◆ TEXT SEGMENT
^^^^^^^^^^^^^^^^

On Movement Transformation

[The author is currently part of The Summer of Solutions, but views are personal]Movement Transformation

Over the past few days, we have seen a lot of contention on Its Getting Hot in Here over the critiques posed by the Breakthrough Generation fellows. On the one hand, recent posts call for open and collaborative discourse so we can more carefully evaluate our strategies and tactics, sentiments with which I generally agree. Conversely, responding comments took offense to the frequent posting of Breakthrough fellows, the perceived attack on certain tactics like “Direct Action”, and the privilege of a group whose alleged central organizing strategy is to think, talk and message (check the comments on the above linked posts to review these critiques). I have close friends on both sides of the argument, and I agree with much of the Breakthrough philosophy as much as I feel that many of its recent tactics are not in alignment with their frame. Far from seeking objectivity, I’m simply pointing out that as we start operating under an interest group mentality we lose the ability to appreciate the truth in the other person’s voice, obscuring participants’ internal conflict - as powerfully expressed by a recent Breakthrough Generation post. A friend here in Minnesota introduced me to a new term yesterday after we read all of the critical back-and-forth: “flame war” - something that happens on blogs and other internet sites when everybody’s well-reasoned arguments turn into fiery antagonism.

^^^^^^^^^^^^^^^^

◆ INSTRUCTION A
Gather every line of the records that contains the string "water".
The text and the records below it come from unrelated sources.

◆ PROVIDED DATA
^^^^^^^^^^^^^^^^

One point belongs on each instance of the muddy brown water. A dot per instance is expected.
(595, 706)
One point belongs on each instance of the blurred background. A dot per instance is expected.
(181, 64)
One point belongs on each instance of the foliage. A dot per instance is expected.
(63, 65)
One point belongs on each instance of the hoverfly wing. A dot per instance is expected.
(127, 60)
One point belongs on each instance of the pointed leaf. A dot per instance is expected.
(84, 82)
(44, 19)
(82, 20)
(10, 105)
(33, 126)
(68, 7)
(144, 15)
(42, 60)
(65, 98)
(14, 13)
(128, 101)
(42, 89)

^^^^^^^^^^^^^^^^

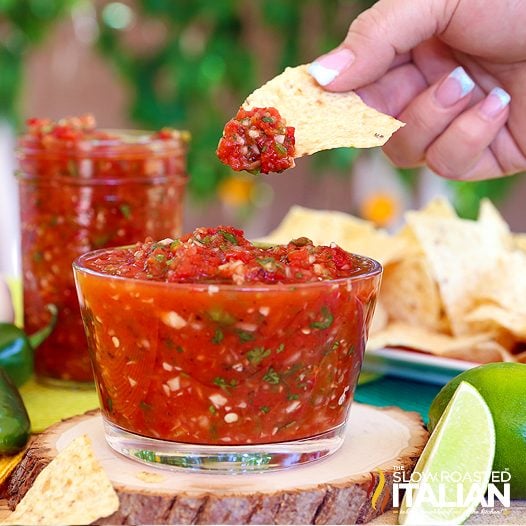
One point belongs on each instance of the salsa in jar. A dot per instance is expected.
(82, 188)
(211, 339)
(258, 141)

^^^^^^^^^^^^^^^^

◆ INSTRUCTION B
In the post on movement transformation, what term did a friend in Minnesota introduce to the author?

◆ OUTPUT A
One point belongs on each instance of the muddy brown water. A dot per instance is expected.

◆ OUTPUT B
"Flame war"